WHAT THE EXERCISE ASKS:
Each entry in the listing below should be returned precisely as it is.

SOURCE DATA:
+ + +

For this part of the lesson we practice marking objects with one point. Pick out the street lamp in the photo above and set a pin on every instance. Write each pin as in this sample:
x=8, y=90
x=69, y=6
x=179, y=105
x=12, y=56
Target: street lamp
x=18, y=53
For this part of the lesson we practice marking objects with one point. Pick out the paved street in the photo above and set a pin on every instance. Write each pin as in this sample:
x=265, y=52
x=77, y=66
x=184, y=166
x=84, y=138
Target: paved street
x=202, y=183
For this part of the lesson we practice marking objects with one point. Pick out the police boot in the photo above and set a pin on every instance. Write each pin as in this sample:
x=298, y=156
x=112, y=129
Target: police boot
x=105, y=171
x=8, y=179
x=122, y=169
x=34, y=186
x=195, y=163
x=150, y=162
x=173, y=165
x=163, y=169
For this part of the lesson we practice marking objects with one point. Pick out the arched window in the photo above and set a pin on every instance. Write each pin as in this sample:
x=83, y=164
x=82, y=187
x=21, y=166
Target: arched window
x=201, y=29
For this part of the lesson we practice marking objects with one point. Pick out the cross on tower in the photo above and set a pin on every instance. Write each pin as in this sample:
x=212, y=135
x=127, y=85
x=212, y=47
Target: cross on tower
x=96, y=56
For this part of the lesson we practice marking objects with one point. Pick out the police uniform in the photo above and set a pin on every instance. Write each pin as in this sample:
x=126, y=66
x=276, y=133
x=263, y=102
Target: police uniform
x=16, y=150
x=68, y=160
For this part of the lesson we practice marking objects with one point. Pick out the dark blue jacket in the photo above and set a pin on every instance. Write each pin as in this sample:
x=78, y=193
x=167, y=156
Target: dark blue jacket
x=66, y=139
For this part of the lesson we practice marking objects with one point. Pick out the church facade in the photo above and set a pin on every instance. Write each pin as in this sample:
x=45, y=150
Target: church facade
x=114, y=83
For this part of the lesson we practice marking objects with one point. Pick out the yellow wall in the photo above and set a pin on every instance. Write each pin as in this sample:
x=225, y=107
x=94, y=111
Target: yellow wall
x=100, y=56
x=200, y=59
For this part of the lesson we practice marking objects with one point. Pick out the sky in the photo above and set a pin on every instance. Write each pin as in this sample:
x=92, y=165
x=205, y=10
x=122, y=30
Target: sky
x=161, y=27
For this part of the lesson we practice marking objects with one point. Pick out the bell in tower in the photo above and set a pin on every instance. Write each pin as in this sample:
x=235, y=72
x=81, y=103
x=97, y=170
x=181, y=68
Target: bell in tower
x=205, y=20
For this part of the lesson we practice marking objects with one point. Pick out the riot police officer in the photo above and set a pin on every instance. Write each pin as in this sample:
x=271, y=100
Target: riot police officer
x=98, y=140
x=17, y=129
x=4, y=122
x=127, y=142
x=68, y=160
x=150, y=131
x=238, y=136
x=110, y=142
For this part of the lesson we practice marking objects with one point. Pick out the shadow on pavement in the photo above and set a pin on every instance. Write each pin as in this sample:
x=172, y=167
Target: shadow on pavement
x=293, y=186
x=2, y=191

+ + +

EXERCISE SOLUTION:
For this part of the lesson we practice marking objects with one point. Pick out the street lamp in the photo above and set a pin on every instance. Write each pin as in this sample:
x=8, y=90
x=69, y=6
x=179, y=105
x=12, y=56
Target: street lamp
x=18, y=53
For this part of the lesson we practice marking objects with one point. Pick out the paved street in the photo above and set a pin on every instance. Write each pin as in this sample:
x=265, y=52
x=77, y=66
x=184, y=166
x=84, y=138
Target: paved street
x=202, y=183
For this part of the lesson we practice marking objects with one point. Pick out the police boot in the photo above and set a pin on every instance. Write each pin as in this sample:
x=298, y=156
x=112, y=129
Target: police boot
x=105, y=171
x=8, y=179
x=122, y=169
x=34, y=186
x=195, y=163
x=150, y=162
x=173, y=165
x=163, y=169
For this part of the lesson we practice marking objects with one point. Pick out the arched window in the photo above and set a pin on every instance. Write each pin as in this sample:
x=83, y=164
x=82, y=187
x=21, y=166
Target: arched window
x=201, y=29
For this part of the lesson we practice marking objects with one point. Pick out the cross on tower in the photo above and set a pin on every instance. Write each pin as in this sample:
x=212, y=135
x=127, y=85
x=212, y=47
Target: cross on tower
x=96, y=56
For this part of the lesson we practice marking objects with one point. Pick out the police uniform in the photo above and set a pin on every instance. Write each pin as in this sample:
x=126, y=66
x=276, y=133
x=263, y=102
Target: police uniform
x=16, y=150
x=68, y=160
For this part of the lesson we practice marking objects with one point. Pick out the dark blue jacket in the photo above and set a pin on every instance. Write each pin as in this sample:
x=78, y=193
x=167, y=156
Target: dark blue jacket
x=66, y=139
For this part of the lesson we practice marking objects with one point. Pick out the church facade in the photo above and set a pin on every instance. Write each pin as in this sample:
x=45, y=150
Target: church facade
x=114, y=83
For this part of the lesson we practice marking objects with one point. Pick out the yellow wall in the photo above and set a pin on every instance. Write each pin as in this sample:
x=225, y=107
x=94, y=111
Target: yellow wall
x=100, y=56
x=200, y=59
For this part of the lesson we practice marking objects with one point. Pick out the sky in the photo above and set a pin on every instance. Write each pin as in this sample:
x=92, y=165
x=205, y=10
x=122, y=30
Target: sky
x=161, y=27
For this part of the lesson we practice marking objects with one point. Pick out the bell in tower in the photo above and set a pin on every instance. Write each pin as in this sample:
x=235, y=72
x=81, y=103
x=97, y=170
x=181, y=68
Target: bell in tower
x=205, y=20
For this part of the lesson we practice marking objects with one point. Pick out the riot police officer in the photo above and set a pin on every instance. Write each pin as in this sample:
x=271, y=100
Target: riot police officer
x=98, y=140
x=17, y=129
x=4, y=122
x=127, y=142
x=68, y=160
x=150, y=131
x=238, y=136
x=110, y=142
For this part of the lesson we practice marking objects with one point. Pick out the shadow on pavement in the photo above and set a pin on every instance. Write each pin as in this sample:
x=172, y=167
Target: shadow on pavement
x=293, y=186
x=2, y=191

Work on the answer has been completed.